> [Brief]
Reproduce every one of the rows below verbatim, without altering any wording, number or punctuation.

> [Records to use]
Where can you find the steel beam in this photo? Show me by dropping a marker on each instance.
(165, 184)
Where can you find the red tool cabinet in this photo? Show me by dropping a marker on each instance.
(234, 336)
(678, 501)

> [Result for this task]
Where can you find the steel beam in this photo? Show me by dropping a marker on each instance.
(165, 184)
Where can you find the red tool cabinet in this photo? Show me by dropping a marker on each instance.
(234, 336)
(678, 501)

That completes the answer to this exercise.